Provided information.
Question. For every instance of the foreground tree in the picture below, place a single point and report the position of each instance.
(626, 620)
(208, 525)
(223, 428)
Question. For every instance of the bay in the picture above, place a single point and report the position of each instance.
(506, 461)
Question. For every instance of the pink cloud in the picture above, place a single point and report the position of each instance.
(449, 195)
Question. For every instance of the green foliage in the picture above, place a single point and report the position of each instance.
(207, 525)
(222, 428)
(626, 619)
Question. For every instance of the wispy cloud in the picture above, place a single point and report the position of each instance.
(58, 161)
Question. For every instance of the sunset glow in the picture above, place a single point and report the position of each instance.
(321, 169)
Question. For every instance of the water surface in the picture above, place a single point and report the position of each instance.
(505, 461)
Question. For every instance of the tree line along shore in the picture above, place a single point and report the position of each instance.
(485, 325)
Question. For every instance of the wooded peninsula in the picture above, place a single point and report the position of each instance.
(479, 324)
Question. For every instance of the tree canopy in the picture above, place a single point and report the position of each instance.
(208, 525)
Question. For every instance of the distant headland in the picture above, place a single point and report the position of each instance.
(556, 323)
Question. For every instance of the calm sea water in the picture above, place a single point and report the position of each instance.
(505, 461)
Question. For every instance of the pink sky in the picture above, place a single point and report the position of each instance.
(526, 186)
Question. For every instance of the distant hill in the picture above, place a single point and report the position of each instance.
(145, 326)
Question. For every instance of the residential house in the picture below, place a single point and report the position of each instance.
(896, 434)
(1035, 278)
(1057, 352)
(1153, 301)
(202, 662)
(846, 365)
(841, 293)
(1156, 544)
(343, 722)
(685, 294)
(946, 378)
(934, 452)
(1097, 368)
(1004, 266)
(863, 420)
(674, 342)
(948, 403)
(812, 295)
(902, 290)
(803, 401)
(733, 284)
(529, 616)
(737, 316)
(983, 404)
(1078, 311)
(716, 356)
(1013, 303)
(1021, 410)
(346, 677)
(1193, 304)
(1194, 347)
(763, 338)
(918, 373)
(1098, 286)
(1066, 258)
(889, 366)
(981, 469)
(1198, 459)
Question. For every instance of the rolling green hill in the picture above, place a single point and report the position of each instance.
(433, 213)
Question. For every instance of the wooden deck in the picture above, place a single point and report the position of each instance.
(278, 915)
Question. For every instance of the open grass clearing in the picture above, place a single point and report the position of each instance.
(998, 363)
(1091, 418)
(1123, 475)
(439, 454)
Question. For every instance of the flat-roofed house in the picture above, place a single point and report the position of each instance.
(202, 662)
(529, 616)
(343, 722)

Exercise requirements. Copy the listing above with every "place a single point" changed to "put one marker", keeping everything else identical.

Answer to this task.
Question. For every instance of the foreground tree in the picture below, put one marker and report the position of each instance.
(626, 620)
(208, 525)
(223, 428)
Question. For every instance of the bay in the picture above, put one marker and report the position of each instance.
(506, 461)
Question. For every instance of the pink cloud in the picture above, put one marker and report the position of each instance.
(449, 195)
Question. For every instance of the green foliage in the picture above, put one marker and report the position of each instance.
(207, 525)
(222, 428)
(626, 619)
Question. For every instance of the wispy cloud in the picture above, put one marker and report the position of each instance.
(58, 161)
Question. For every instance of the sunset glow in the picture above, put one marker and report the position of each instance.
(321, 169)
Question. For every instance of the water surface in the picture above, put one marker and report the position of each instance.
(505, 461)
Question. For every instance of the tree line along shore in the picture above, put one marker and report the position of each instance.
(485, 325)
Question. For every instance of the wooded peninsula in the picture above, put one marker and report the position of each instance.
(479, 324)
Question. For every instance of the tree canopy in the picture above, put one marker and report the position of each instance.
(208, 525)
Question. For every instance of the distant headland in the picture above, put one marker and report the position of each instance.
(556, 323)
Question. For every instance of the calm sea water in the picture above, put one marker and report the position of each instance.
(505, 461)
Question. For every instance of the pink sky in the picture above, put one marker and report the position of each instance.
(526, 186)
Question. For every instance of the distant hill in the picture above, put one marker and report the position of each instance.
(145, 326)
Question. For every instance of the residential house in the picture below, put one marker and report the position of each instance.
(896, 434)
(1035, 278)
(1057, 352)
(1153, 301)
(202, 662)
(846, 365)
(841, 293)
(1156, 544)
(343, 722)
(685, 294)
(946, 378)
(934, 452)
(1097, 368)
(1004, 266)
(863, 420)
(674, 342)
(948, 403)
(812, 295)
(902, 290)
(803, 401)
(733, 284)
(529, 616)
(737, 316)
(983, 404)
(1078, 311)
(716, 356)
(1013, 303)
(1021, 410)
(346, 677)
(1193, 304)
(1194, 347)
(763, 338)
(918, 373)
(1098, 286)
(1066, 258)
(889, 366)
(981, 469)
(1198, 459)
Question. For every instance of the rolling green hill in the picture above, put one marker and report the position of each instance.
(433, 213)
Question. For every instance of the wooden deck in the picture above, put one marker and report the position of each instance.
(278, 915)
Question. For every instance of the open grass clearing in the picture above, put one marker and report the position of each instance.
(998, 363)
(1091, 418)
(1123, 475)
(439, 454)
Question. For every instance of the flat-roofed house in the picture above, put one marker and report the position of each instance.
(202, 662)
(529, 616)
(343, 722)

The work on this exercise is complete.